What you need to do: Copy every line of the entries that includes the word "white".
• • •
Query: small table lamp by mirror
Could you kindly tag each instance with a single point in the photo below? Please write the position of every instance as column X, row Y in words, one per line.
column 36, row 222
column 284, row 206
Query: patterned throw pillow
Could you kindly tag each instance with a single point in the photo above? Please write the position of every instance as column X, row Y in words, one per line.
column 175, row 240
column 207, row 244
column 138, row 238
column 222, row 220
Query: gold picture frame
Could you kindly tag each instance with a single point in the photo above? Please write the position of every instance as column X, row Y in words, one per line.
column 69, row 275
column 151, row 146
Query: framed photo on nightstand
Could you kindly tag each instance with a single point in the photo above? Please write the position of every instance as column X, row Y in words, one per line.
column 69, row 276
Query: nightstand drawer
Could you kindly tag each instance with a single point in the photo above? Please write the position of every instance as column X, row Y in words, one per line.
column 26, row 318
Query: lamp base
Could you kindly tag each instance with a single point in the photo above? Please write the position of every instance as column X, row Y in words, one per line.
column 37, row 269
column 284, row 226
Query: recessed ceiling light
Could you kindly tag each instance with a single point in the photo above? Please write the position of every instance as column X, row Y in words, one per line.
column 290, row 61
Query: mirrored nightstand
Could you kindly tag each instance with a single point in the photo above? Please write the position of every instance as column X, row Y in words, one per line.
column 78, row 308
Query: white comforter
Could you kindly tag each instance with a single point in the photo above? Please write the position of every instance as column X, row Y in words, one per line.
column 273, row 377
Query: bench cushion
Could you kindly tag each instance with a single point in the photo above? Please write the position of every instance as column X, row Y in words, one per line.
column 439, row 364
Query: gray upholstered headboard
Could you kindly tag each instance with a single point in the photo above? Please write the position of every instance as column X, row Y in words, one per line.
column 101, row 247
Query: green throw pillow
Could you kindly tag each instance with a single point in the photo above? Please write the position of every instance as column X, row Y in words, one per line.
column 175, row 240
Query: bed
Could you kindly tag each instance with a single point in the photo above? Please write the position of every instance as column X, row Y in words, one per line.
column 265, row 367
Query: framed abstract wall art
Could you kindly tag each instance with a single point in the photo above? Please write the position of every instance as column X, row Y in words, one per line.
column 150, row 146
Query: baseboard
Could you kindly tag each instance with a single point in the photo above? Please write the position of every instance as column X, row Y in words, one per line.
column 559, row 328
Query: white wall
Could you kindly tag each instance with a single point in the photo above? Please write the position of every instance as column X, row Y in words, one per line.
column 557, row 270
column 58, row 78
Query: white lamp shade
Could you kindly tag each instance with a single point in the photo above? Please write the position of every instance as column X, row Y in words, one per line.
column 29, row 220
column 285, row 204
• • •
Your solution:
Query: white comforter
Query: white wall
Query: white lamp shade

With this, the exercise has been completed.